- _What to do_:
a – In two sentences, what does the reading list below cover?
b – According to the reading list below, who recommended the audio version of Stephen King's On Writing?

At this point, you're saying, "Really, Emily? You read that one?" Great book, though. Truly. Read it.

Love in Idleness by F. Marion Crawford (1894, Macmillan)
When in Maine, one must read a book that takes place in Maine. This is a very light read, which is not to say it isn't a delightful one, as well as a wonderful walk back in time. Crawford's characters are well-drawn and easily imagined, and the book provides a glimpse of Bar Harbor just before the turn of the 20th century, with photos and everything. I was enchanted.

Murder of Angels by Caitlín R. Kiernan (2004, New American Library)
Another R.I.P. challenge read, and, yes, expect more gushing when I finally post on it.

A Discovery of Witches by Deborah Harkness. Narrated by Jennifer Ikeda (2011, Penguin Audio)
I actually finished this one just before I left for fall break, but it's another R.I.P. challenge book, so I thought I'd include it in this list. Blog post (not quite so gushing) coming soon.

Fragile Things by Neil Gaiman. Read by Neil Gaiman. (2006, HarperCollins Audio)
Yes, here it is again. The recurring dream. I have to say, though, that this was the first time I ever simultaneously read and listened to a book, and I highly recommend doing so with this particular book. It's best if you do it this way: read his annotation in the Introduction about a story/poem, then read the story/poem, and, finally, listen to him read it. You won't be disappointed.

On Writing: A Memoir of the Craft by Stephen King. Narrated by Stephen King (2000, Simon and Schuster Audio)
Friend-not-husband Bob recommended the audio version of this one to me, which I've been meaning to read for years. Can I say that listening to Stephen King read it made me feel as if I were taking a class with him? I've always respected King, but I respect him even more now, because he comes across as someone who knows exactly what he is: a good storyteller who enjoys what he does and has been successful but who knows he's no literary genius. If you are an aspiring writer who needs inspiration, you must read this book. Combine it with If You Want to Write by Brenda Ueland and Eudora Welty's On Writing, and I guarantee you'll be sitting down at your desk to compose something. King offers sound advice, and he's honest, and funny, and endearing along the way.

Books Still Reading

The Town that Forgot How to Breathe by Kenneth J. Harvey (2006, Picador)
Part of my effort to read more Canadian authors, and Bob read it and urged me to do so. So far: eerie with well-drawn characters and a dreamy quality. How could I not like it? It's got ghosts and fairies.

Dracula's Guest and Other Victorian Vampire Stories edited by Michael Sims (2006, Walker and Co.)
Reading Neil Gaiman the way we did has taught me to slow down when it comes to reading story collections -- which I typically race through, especially collections of this sort. This is one of two other non-Gaiman story collections I took to Maine with me, and so far, so good. The Victorians (unlike today's writers) knew how to create vampires: spooky, mysterious, and dangerous.

- _Material shown_:
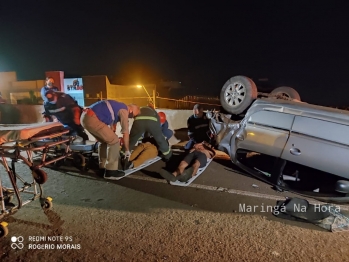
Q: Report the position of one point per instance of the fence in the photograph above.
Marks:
(162, 102)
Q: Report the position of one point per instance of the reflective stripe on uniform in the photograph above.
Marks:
(167, 152)
(146, 118)
(199, 126)
(52, 111)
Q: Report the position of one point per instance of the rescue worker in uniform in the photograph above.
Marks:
(168, 133)
(100, 120)
(148, 121)
(148, 148)
(49, 85)
(198, 127)
(66, 110)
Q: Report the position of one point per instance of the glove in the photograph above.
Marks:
(127, 154)
(167, 157)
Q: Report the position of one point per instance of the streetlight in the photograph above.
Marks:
(154, 93)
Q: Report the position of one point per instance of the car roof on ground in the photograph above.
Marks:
(300, 108)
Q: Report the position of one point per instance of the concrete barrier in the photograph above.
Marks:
(20, 114)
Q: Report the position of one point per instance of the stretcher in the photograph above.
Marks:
(132, 170)
(83, 152)
(188, 182)
(19, 143)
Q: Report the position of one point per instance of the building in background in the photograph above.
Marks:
(75, 88)
(87, 90)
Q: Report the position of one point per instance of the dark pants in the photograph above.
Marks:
(192, 141)
(196, 155)
(168, 133)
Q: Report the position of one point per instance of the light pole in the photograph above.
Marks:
(154, 93)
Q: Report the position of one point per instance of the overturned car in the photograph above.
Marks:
(294, 146)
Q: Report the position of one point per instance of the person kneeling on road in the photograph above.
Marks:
(148, 121)
(197, 158)
(143, 152)
(168, 133)
(198, 127)
(66, 110)
(100, 120)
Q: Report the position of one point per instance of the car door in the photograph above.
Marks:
(319, 144)
(265, 132)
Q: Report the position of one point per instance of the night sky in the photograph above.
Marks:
(302, 44)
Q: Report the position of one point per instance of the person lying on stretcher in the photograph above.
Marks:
(143, 152)
(197, 158)
(66, 110)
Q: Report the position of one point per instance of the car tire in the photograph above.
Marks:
(286, 91)
(237, 94)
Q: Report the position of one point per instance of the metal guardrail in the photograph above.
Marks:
(162, 102)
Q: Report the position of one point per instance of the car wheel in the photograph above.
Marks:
(237, 94)
(286, 91)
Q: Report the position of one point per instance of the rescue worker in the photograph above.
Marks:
(198, 127)
(100, 120)
(66, 110)
(168, 133)
(49, 85)
(148, 121)
(148, 148)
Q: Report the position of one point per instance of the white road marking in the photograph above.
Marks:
(233, 191)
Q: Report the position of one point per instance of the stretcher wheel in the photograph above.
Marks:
(79, 161)
(47, 203)
(3, 229)
(40, 176)
(8, 199)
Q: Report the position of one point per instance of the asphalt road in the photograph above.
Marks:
(143, 218)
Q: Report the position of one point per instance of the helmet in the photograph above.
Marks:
(162, 117)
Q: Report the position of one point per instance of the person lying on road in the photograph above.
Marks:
(197, 158)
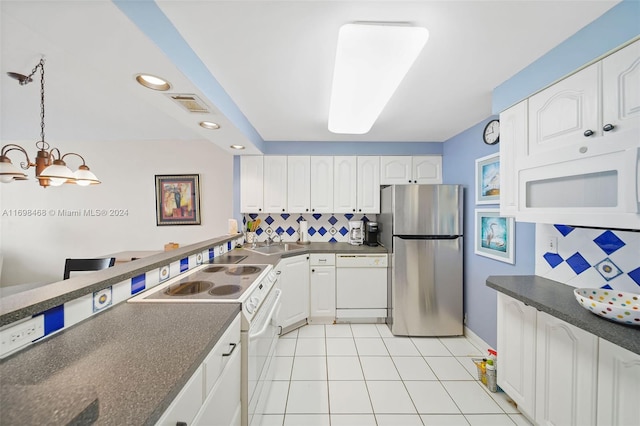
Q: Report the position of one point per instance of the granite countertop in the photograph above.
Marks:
(132, 359)
(557, 299)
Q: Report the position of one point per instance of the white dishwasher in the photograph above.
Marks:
(361, 287)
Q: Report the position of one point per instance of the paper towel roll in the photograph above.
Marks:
(304, 235)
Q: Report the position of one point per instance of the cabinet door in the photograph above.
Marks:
(618, 385)
(560, 115)
(566, 373)
(293, 280)
(223, 403)
(395, 170)
(251, 184)
(322, 293)
(621, 94)
(427, 169)
(516, 349)
(299, 184)
(275, 184)
(513, 139)
(322, 184)
(344, 184)
(368, 186)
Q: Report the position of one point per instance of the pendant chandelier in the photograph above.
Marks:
(51, 170)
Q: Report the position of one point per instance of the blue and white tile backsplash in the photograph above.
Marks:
(591, 258)
(323, 227)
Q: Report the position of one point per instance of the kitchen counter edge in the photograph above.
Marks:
(557, 299)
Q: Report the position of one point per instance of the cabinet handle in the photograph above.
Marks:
(233, 348)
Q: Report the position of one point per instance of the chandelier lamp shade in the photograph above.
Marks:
(51, 169)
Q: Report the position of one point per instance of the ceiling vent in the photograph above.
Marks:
(191, 103)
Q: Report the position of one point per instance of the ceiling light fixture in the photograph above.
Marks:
(371, 61)
(152, 82)
(209, 125)
(51, 170)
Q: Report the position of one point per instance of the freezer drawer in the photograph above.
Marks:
(426, 287)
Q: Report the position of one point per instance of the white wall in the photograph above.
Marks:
(34, 248)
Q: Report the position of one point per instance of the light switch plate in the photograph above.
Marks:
(19, 335)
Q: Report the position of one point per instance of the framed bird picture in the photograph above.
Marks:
(495, 235)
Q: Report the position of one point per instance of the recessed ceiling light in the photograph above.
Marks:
(209, 125)
(371, 61)
(153, 82)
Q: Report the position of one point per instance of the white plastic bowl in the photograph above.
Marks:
(610, 304)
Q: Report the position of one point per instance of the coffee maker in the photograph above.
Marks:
(356, 233)
(371, 234)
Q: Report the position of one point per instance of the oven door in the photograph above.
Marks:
(262, 339)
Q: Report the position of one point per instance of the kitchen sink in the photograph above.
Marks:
(277, 248)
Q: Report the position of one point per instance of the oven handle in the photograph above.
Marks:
(270, 316)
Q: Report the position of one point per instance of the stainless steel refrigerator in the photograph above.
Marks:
(422, 224)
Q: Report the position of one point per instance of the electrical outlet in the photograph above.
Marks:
(21, 334)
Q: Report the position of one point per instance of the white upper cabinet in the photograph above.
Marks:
(251, 184)
(321, 184)
(275, 184)
(513, 140)
(368, 186)
(399, 170)
(344, 184)
(299, 184)
(396, 170)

- _Exercise solutions_:
a – The reading list covers books the writer has finished, including F. Marion Crawford's Maine-set Love in Idleness, several R.I.P. challenge reads, Neil Gaiman's Fragile Things read and listened to at the same time, and Stephen King's On Writing, which the writer says aspiring writers must read. It also names two books still in progress: Kenneth J. Harvey's The Town that Forgot How to Breathe and Dracula's Guest and Other Victorian Vampire Stories, edited by Michael Sims.

b – Friend-not-husband Bob recommended it.